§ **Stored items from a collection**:
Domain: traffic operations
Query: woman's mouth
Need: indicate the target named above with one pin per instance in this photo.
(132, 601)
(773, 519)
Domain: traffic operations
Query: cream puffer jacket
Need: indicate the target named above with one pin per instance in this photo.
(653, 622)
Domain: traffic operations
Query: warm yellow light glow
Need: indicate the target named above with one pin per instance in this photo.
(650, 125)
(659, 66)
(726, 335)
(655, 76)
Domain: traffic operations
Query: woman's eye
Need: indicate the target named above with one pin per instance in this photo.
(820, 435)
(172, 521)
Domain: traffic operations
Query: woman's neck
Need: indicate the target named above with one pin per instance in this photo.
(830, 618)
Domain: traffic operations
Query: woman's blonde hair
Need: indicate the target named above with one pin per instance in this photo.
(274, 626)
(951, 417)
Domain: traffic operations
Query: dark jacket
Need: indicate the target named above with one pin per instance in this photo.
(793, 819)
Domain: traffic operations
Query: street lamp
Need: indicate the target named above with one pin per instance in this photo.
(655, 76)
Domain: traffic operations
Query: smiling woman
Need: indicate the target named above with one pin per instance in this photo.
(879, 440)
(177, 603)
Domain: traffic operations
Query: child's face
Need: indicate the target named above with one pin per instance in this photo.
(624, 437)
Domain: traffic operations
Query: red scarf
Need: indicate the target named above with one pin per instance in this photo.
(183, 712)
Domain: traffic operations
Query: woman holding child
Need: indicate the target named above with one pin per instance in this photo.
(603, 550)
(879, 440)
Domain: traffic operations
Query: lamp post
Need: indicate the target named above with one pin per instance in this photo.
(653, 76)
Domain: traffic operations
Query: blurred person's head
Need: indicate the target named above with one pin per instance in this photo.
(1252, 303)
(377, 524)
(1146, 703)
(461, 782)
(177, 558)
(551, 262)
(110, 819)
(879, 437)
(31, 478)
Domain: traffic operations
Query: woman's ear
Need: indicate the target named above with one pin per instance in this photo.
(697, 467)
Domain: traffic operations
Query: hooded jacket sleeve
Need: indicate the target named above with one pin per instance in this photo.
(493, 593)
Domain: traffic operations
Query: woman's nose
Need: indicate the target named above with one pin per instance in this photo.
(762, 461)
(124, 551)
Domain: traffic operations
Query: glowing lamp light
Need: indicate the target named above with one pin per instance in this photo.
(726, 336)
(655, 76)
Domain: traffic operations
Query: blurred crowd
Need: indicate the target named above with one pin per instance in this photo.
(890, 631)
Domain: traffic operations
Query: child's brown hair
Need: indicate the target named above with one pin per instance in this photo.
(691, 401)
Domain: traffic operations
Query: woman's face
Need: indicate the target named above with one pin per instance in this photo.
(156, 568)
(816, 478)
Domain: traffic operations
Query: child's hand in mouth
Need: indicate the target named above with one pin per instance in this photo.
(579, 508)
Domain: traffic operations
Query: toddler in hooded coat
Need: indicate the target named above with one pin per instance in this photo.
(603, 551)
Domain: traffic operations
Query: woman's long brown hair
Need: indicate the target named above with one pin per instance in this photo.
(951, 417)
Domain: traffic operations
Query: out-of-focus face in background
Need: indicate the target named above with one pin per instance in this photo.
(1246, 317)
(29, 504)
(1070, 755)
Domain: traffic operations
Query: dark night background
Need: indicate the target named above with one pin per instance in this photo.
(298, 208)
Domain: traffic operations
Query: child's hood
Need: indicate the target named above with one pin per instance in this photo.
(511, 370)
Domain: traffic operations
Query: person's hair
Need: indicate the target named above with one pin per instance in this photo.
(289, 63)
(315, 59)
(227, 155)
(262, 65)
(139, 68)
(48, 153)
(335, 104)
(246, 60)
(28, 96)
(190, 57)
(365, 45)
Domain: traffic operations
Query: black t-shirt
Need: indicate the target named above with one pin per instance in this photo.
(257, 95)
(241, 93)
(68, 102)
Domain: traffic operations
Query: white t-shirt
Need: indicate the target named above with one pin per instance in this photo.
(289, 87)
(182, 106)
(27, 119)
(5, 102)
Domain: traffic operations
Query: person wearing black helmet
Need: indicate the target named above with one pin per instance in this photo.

§ **Exercise description**:
Write out the listing once more, matching it exactly.

§ **Answer to the task**:
Domain: traffic operations
Query: woman's mouth
Need: indicate the target named above with one pin per instance in this photo.
(132, 601)
(773, 519)
Domain: traffic operations
Query: cream puffer jacket
Need: indicate the target named above with one pin per instance in this photo.
(653, 622)
Domain: traffic operations
Query: warm yellow light glow
Need: indicate the target named above with one pin per instance in this photo.
(650, 125)
(659, 66)
(726, 335)
(655, 76)
Domain: traffic operations
Query: woman's eye
Need: indicate the target named above with one pin per instance in this photo.
(820, 435)
(172, 521)
Domain: traffic operations
Query: woman's neck
Need: indicate the target named above with one pin per instance in this photo.
(830, 618)
Domain: traffic operations
Query: woman's blonde hair
Need: indicate the target named above with one pin per instance in this photo.
(274, 626)
(951, 417)
Domain: traffic operations
Query: dark jacket
Need: indicate the target named above with one pin per instance in this photo.
(793, 819)
Domain: traffic operations
Query: street lamp
Need: indicate the target named above with one pin per instance in this photo.
(655, 76)
Domain: traffic operations
Query: smiling woman
Need: indicate the target named above with one pin per instance in this photo.
(879, 440)
(177, 603)
Domain: traffic operations
Query: child's face
Need: indicate the target named above with one pin per instance in this photo.
(624, 437)
Domain: traffic operations
Query: red scarf
Need: indicate the target named above with one pin per instance in this photo.
(183, 712)
Domain: traffic operations
Query: woman holding child
Need: indicate the target named above with one pin per instance in this photo.
(603, 550)
(879, 440)
Domain: traffic operations
Query: lamp post
Need: indicate the target named above with one pin per instance in this photo.
(653, 76)
Domain: traffic operations
Query: blurred person's head
Need: indicate the target named above with one pin per instance in this photo.
(1252, 303)
(377, 524)
(1146, 703)
(461, 782)
(177, 558)
(551, 262)
(110, 819)
(879, 437)
(31, 478)
Domain: traffic operations
Query: woman's ear
Need: indicate the target named above with one pin per instance in this photo.
(697, 467)
Domain: traffic operations
Query: hooded jacket sleeve
Need: indicate the target named above with one pin per instance in this photo.
(493, 593)
Domain: traffic operations
Query: woman's nose
Need: indicate the target named above with one pin per instance in this photo.
(762, 461)
(124, 551)
Domain: traffic operations
Query: glowing lamp light
Need: indicate the target named above with one pin per instance in this photo.
(726, 336)
(655, 76)
Domain: traffic operations
Query: blurred crowd
Need: indicate the target named above with one pin per instance in this photo.
(890, 631)
Domain: traffic operations
Query: child's brown hair
Need: indicate the target named above with one pin per instance in this photo.
(691, 401)
Domain: traffic operations
Query: woman's face
Need: indicate the target named above with one pin per instance in this photo.
(156, 568)
(816, 478)
Domain: traffic operations
Query: child's hand in mouth
Need: indicate the target named above with one pin per instance in this photo.
(579, 508)
Domain: traffic operations
Query: toddler in hooded coat
Need: indicate the target named above with one pin per instance in this photo.
(603, 551)
Domain: traffic operations
Query: woman's long brown hair
Need: indicate the target named above with one pin per instance in this photo.
(951, 417)
Domain: traffic operations
Query: out-of-focus face in background
Need: indicate the target named above with one pin per instance in this photo.
(1246, 317)
(29, 504)
(1070, 755)
Domain: traffic operations
Query: dark night background
Need: indicate the target named above with one pin per instance in this photo.
(298, 208)
Domain: traffic operations
Query: child's hood
Need: indicate the target named above with one pin per instance in this photo.
(511, 370)
Domain: traffic operations
Query: person's hair
Need: indicate the target named above with one pin per instance in this photo.
(289, 63)
(315, 59)
(227, 155)
(262, 65)
(139, 68)
(48, 153)
(335, 104)
(246, 60)
(28, 96)
(190, 57)
(365, 45)
Domain: traffic operations
Query: black t-shirt
Need: indicate the target named above with one pin per instance in this photo.
(257, 95)
(241, 93)
(68, 102)
Domain: traffic operations
Query: white t-shirt
Need: indicate the target named above with one pin per instance in this photo.
(289, 87)
(182, 106)
(27, 119)
(5, 102)
Domain: traffic operations
Query: person wearing black helmet
Need: indicate the target named above with one pin per instance in this photo.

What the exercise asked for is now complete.